PROBLEM TO WORK ON ▸
Could you copy every entry exactly, dropping the pictures?

[Opening STORED DATA section]

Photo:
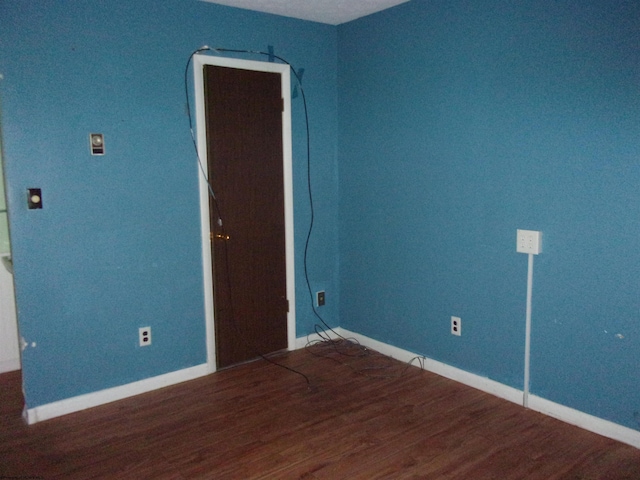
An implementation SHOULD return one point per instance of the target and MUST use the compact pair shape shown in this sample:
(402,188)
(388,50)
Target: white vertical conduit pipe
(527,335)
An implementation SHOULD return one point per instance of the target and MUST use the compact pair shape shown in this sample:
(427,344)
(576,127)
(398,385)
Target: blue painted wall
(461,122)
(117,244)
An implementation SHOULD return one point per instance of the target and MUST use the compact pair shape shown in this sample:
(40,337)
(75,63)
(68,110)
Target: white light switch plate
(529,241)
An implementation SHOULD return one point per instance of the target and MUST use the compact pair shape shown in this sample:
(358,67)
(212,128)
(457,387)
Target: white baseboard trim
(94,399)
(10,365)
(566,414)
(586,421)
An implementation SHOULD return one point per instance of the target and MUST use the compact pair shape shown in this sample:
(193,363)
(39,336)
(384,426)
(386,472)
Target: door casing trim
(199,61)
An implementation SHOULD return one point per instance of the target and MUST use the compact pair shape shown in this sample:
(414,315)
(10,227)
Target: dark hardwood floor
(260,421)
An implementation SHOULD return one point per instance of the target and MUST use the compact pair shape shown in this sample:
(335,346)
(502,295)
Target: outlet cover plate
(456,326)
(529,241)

[Closing STORED DATA section]

ANSWER ▸
Photo:
An implementation SHOULD return one point per instance of the target and MUST use the compact pair shape shown in this sample:
(402,188)
(388,50)
Target: white vertical conduit pipe
(527,335)
An implementation SHOULD return one point per instance of the target and MUST use the compact pair shape shown in this sample:
(427,344)
(576,127)
(398,385)
Target: blue painted wall
(461,122)
(117,244)
An implementation SHOULD return one point per instance of the target and MUST use the compact pair shape shown in this sample:
(40,337)
(75,63)
(68,110)
Target: white light switch plate
(529,241)
An implementation SHOULD return one point per instance of the target and MUST use the compact pair shape shown in this sample:
(358,67)
(212,128)
(457,387)
Target: white baseboard trim
(94,399)
(10,365)
(566,414)
(586,421)
An implementation SHOULD return one point per instance of the target and MUST use the compact pair shape shown in this sample:
(193,363)
(39,336)
(384,426)
(386,472)
Target: door casing trim
(199,61)
An implementation SHOULD return one point per instance of the target and MUST use the compact pair shape shown in this sample:
(414,315)
(10,227)
Target: dark hardwood floor
(260,421)
An implementation SHOULD return one point per instance of the target and MUST use the compact pair shape shown in this sample:
(335,346)
(502,295)
Target: outlet cover plate
(456,326)
(529,241)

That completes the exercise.